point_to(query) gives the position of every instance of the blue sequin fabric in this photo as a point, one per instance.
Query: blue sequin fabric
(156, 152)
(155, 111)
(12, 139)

_Work task_
The response should consist of all the entries, transcribed exactly.

_Written answer_
point_to(query) gives the position of every instance of the blue sequin fabric in this photo as a point, one per instance.
Query: blue sequin fabric
(156, 152)
(155, 111)
(12, 139)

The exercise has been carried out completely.